#### ACTIVITY
Copy the items below word for word, starting with their first line and going on through the line that contains "box: [45, 114, 63, 132]", including both of those lines.
══ RECORDS FOR PROCESSING
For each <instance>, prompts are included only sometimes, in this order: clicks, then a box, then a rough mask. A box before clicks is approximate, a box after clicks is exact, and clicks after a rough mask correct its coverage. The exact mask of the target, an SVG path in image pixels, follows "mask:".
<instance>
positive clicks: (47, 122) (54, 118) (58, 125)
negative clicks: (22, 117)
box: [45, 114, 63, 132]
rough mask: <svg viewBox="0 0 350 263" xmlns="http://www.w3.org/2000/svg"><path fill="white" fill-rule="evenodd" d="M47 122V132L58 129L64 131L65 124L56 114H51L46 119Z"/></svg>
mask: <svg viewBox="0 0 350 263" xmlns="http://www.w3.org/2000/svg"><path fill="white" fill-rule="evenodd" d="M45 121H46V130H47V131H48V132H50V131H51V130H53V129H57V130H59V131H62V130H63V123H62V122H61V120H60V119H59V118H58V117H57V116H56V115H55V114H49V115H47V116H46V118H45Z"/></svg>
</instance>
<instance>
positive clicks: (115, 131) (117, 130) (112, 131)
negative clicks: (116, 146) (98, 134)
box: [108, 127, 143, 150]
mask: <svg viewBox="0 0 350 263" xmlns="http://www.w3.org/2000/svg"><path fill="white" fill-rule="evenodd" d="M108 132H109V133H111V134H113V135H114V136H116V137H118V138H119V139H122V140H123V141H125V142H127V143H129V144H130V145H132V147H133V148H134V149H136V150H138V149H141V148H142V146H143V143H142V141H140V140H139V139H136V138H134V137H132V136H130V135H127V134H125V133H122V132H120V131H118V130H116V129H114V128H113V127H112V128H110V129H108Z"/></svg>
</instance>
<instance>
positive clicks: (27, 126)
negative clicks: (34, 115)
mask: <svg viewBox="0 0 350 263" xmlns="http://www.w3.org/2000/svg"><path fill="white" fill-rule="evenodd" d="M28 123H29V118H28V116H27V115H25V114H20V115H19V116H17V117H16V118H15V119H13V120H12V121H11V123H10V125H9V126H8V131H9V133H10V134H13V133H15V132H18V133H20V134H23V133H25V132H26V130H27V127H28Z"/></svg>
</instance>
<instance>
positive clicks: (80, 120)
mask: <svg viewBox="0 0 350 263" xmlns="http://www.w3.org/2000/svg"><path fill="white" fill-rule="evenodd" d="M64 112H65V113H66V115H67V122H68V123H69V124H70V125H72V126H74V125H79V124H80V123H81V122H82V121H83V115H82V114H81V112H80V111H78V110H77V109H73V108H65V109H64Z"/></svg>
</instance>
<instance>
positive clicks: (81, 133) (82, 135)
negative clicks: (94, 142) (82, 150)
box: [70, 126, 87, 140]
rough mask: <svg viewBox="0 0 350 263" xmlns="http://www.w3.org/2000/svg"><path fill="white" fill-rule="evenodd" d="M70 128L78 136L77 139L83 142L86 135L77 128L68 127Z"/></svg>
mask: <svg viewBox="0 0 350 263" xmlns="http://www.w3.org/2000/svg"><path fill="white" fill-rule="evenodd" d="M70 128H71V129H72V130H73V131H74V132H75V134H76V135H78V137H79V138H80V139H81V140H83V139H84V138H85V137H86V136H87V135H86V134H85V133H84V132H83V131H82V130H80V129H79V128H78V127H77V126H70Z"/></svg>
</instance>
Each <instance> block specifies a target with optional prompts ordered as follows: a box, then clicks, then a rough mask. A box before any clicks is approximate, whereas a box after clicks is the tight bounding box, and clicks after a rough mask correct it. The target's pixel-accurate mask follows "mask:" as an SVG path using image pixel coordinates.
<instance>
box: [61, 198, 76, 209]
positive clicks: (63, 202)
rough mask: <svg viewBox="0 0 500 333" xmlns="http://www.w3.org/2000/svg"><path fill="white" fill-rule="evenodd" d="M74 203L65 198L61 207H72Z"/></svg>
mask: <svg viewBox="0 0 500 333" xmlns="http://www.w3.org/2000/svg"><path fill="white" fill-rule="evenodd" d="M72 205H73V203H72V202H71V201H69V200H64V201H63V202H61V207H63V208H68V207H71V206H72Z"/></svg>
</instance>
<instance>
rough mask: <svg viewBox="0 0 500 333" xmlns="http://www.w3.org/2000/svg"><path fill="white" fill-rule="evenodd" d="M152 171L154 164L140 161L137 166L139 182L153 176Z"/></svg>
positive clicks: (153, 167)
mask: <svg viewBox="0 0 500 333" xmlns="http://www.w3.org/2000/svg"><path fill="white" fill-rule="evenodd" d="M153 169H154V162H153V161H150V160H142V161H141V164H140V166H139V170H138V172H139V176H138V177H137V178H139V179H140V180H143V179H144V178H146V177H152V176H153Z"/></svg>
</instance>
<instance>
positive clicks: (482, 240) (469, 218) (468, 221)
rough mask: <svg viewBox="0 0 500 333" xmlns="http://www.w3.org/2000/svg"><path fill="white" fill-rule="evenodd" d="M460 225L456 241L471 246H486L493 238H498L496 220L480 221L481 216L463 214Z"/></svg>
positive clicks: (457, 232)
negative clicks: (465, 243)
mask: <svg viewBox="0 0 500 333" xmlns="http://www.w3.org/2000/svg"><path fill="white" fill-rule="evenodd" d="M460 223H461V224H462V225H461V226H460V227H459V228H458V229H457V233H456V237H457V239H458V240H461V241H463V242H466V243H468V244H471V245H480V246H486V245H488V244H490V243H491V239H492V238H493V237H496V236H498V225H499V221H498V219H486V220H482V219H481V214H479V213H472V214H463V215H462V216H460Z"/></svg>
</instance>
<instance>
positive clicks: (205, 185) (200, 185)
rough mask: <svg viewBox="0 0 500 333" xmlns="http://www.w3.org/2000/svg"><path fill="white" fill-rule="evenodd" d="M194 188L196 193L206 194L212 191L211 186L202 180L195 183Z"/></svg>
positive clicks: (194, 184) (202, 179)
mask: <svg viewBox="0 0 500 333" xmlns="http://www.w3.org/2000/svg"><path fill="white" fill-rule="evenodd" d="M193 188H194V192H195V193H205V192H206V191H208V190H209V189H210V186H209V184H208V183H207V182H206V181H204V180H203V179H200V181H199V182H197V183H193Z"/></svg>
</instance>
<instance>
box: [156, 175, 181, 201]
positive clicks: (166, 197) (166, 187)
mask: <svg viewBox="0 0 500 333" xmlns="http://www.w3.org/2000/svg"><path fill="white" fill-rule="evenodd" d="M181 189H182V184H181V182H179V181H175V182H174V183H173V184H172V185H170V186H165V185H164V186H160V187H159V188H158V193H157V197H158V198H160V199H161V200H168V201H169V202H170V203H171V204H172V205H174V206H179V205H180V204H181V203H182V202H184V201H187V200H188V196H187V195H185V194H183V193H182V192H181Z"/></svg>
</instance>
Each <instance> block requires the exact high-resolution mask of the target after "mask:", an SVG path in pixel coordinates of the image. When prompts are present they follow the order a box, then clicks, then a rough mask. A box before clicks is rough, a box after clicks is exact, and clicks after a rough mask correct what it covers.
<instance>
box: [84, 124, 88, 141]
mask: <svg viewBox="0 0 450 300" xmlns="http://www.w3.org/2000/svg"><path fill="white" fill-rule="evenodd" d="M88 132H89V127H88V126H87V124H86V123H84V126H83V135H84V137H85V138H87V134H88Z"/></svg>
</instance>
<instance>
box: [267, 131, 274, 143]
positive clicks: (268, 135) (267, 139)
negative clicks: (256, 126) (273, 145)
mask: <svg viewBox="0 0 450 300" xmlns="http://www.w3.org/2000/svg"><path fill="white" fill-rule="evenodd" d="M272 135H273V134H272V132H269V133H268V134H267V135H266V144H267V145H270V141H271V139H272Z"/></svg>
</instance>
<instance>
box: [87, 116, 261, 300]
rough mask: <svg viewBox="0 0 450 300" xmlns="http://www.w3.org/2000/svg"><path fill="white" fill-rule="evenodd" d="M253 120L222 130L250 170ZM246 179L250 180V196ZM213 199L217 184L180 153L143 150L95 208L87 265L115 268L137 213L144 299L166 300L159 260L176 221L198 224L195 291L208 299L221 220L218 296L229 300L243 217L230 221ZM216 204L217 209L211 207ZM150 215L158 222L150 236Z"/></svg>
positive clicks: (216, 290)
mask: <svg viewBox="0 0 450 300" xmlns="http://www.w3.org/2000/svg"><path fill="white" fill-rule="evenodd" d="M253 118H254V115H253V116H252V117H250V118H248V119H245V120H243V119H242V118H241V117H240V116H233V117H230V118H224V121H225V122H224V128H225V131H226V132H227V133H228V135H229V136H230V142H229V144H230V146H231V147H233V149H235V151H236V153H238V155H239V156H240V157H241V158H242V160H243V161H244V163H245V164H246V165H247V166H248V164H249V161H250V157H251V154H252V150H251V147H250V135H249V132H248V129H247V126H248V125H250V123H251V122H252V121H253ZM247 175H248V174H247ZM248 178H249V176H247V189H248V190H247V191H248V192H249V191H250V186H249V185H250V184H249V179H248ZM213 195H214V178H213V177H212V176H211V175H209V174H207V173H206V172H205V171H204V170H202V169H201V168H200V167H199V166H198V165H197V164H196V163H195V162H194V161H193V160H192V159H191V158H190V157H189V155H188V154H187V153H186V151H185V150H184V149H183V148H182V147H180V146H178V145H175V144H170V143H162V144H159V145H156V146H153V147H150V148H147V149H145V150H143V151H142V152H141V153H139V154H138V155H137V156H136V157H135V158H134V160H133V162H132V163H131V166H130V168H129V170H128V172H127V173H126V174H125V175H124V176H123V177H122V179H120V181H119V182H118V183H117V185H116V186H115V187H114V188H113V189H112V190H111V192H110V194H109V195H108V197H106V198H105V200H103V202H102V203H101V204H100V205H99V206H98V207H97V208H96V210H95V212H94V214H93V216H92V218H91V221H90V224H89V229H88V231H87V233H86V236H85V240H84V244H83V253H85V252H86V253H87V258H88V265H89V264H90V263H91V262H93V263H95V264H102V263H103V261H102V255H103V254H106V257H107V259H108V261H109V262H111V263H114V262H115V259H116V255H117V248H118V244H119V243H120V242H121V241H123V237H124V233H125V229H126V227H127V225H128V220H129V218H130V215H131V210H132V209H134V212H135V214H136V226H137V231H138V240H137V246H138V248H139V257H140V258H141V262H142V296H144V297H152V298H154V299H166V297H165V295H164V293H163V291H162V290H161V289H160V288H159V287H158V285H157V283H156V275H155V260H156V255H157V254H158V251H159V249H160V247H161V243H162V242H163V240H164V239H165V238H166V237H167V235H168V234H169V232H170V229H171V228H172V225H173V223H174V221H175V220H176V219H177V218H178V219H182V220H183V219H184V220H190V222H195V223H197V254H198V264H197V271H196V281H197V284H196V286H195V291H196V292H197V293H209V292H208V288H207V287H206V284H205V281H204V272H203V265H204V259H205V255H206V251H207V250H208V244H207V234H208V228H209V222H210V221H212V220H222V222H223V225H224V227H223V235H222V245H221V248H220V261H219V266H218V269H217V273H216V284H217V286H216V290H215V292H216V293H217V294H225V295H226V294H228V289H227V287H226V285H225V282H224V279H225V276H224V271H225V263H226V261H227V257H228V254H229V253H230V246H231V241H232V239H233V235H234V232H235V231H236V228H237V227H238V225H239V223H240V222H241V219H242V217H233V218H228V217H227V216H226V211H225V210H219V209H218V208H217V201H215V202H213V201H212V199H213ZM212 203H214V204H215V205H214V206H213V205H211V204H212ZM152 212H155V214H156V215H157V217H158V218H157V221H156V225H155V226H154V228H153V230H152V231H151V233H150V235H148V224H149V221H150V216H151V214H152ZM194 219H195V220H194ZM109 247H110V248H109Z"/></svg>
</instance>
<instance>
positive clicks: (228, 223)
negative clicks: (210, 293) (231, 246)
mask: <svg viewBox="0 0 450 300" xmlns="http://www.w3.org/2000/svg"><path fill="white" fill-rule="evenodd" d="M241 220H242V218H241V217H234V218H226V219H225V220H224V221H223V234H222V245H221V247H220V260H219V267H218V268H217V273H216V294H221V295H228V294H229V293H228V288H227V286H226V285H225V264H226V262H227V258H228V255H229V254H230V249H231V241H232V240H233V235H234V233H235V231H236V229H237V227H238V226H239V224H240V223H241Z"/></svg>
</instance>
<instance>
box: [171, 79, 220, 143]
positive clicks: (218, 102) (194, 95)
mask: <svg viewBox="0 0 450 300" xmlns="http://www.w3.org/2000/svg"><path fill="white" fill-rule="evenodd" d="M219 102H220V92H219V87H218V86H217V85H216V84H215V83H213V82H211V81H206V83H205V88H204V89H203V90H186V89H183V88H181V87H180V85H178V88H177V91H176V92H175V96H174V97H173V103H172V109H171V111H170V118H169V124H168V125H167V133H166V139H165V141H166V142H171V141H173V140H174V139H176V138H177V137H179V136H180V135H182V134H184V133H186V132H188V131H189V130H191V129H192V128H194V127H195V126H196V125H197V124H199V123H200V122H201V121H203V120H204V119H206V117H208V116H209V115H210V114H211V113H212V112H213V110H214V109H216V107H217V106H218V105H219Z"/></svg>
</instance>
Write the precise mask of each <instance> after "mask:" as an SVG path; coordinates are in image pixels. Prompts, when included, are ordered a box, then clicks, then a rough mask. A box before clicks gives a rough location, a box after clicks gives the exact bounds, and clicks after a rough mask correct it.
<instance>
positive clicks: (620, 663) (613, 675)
════
#### ANSWER TO THE PROBLEM
For each <instance>, prompts are included only sometimes, in this order: clicks, then a box, then a rough mask. A box before clicks is approximate, a box after clicks is exact, and clicks after a rough mask correct its coverage. The exact mask of the target, an SVG path in image pixels, follows "mask:".
<instance>
positive clicks: (47, 122) (54, 118) (58, 125)
negative clicks: (22, 117)
box: [45, 114, 63, 132]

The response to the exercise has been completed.